══ Provided entries ══
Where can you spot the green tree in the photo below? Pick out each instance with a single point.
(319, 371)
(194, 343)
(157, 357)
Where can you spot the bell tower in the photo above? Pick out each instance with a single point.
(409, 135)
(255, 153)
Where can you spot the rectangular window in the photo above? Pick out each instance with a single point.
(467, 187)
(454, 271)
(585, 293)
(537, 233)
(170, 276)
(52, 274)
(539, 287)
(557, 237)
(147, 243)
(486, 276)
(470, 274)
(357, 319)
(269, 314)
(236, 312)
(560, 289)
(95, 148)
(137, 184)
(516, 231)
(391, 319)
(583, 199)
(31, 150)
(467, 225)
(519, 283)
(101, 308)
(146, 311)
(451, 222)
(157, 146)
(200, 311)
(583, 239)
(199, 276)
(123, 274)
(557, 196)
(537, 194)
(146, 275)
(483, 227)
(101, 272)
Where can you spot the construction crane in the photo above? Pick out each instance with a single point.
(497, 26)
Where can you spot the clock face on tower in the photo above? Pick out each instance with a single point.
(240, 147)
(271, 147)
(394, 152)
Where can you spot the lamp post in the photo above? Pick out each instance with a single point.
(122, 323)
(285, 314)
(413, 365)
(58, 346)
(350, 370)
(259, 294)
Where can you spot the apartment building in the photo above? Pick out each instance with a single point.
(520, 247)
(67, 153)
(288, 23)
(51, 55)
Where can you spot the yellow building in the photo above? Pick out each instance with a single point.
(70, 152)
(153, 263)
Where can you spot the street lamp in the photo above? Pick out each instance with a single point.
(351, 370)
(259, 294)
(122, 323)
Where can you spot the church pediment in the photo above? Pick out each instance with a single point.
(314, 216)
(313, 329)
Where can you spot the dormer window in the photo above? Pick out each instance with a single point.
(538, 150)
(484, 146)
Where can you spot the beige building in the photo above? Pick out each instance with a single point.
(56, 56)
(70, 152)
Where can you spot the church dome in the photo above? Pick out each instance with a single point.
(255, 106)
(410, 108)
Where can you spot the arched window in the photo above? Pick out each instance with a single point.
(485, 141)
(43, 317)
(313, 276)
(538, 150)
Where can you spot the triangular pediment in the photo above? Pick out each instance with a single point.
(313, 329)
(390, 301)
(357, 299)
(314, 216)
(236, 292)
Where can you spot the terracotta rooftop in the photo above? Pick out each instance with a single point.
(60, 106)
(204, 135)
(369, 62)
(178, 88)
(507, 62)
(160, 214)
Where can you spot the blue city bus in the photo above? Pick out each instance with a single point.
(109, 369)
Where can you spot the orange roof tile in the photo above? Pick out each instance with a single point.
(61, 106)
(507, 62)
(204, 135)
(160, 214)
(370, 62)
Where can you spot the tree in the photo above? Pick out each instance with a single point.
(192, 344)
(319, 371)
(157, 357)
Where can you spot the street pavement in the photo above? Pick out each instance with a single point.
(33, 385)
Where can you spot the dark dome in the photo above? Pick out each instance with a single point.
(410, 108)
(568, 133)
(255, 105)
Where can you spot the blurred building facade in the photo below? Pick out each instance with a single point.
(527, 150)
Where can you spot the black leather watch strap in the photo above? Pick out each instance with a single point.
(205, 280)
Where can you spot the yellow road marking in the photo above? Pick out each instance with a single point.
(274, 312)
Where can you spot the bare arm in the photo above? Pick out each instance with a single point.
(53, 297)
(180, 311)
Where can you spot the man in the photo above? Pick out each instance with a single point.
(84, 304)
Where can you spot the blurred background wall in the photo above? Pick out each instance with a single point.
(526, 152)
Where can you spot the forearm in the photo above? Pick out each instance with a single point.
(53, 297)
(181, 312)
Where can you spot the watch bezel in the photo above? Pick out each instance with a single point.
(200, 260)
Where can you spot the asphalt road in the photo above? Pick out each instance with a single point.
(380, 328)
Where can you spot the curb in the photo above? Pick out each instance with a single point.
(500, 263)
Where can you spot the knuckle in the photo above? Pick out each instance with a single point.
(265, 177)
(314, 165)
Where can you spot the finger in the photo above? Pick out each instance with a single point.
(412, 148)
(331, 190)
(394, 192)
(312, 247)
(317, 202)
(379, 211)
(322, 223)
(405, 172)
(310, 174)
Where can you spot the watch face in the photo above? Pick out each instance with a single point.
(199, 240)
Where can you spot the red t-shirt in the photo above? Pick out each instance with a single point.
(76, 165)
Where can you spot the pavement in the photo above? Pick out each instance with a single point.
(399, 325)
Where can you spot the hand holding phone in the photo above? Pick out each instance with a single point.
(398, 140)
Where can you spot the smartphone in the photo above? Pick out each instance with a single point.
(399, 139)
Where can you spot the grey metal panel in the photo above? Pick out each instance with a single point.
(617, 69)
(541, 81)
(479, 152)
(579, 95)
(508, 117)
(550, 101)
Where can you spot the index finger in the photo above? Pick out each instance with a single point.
═══
══ Provided entries ══
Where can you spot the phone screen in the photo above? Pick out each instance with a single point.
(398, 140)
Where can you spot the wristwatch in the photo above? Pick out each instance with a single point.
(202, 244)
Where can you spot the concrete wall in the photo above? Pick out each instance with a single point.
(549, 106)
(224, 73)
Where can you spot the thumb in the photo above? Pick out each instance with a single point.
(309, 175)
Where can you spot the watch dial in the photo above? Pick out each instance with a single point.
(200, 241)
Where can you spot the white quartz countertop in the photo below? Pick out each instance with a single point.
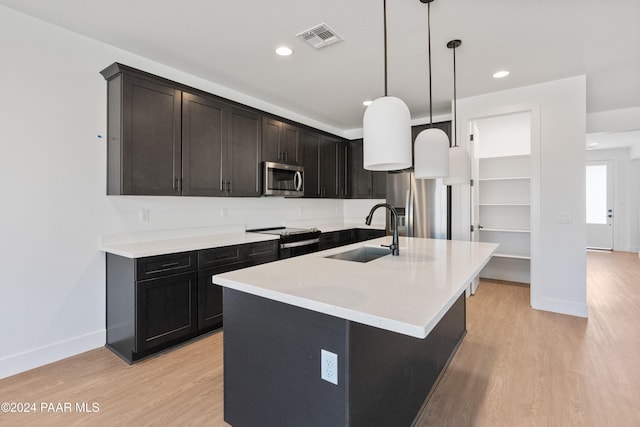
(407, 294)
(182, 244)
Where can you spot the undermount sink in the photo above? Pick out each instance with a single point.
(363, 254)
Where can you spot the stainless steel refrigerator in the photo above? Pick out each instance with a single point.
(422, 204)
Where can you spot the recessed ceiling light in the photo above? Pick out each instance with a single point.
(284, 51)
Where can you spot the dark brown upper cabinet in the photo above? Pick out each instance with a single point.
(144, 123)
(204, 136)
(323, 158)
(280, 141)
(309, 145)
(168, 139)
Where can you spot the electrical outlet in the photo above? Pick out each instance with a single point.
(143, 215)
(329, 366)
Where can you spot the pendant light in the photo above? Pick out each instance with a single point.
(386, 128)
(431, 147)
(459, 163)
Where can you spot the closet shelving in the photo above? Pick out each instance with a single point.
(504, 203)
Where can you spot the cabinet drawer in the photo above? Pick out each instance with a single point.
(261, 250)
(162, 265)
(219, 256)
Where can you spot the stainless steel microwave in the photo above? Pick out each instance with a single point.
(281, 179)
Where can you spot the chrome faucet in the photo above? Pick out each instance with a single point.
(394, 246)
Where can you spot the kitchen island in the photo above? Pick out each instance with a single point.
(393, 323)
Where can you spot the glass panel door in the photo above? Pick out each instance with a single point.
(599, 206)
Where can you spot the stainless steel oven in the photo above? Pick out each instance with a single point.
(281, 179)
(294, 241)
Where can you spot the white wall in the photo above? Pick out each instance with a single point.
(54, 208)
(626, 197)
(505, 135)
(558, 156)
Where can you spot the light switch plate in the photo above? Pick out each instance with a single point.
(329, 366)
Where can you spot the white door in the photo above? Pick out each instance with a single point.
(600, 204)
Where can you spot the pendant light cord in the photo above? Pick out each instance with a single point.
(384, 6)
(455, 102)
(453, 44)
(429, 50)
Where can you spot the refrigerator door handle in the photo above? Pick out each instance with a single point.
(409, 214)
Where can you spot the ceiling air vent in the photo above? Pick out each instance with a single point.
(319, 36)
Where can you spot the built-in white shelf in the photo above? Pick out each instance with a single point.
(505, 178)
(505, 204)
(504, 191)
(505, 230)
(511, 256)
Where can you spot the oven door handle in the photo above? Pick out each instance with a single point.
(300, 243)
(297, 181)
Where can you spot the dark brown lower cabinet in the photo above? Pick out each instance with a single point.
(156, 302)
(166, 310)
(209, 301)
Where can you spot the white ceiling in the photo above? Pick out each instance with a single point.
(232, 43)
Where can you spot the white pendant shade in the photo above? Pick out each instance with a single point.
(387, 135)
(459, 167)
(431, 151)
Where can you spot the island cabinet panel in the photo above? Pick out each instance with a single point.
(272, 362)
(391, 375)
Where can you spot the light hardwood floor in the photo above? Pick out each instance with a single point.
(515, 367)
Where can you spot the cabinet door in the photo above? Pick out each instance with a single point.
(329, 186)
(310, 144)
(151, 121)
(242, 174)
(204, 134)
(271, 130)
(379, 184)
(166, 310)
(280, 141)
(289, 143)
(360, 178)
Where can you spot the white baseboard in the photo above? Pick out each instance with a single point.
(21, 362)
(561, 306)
═══
| Problem statement |
Extract each line from the entries above in which the word "brown" appears.

| Answer to this problem |
Where can you spot the dark brown upper cabinet in the photo above? Pick out each instance with a single point.
Where can you spot the dark brown lower cabinet in the photo above? Pick out each instance with a single point.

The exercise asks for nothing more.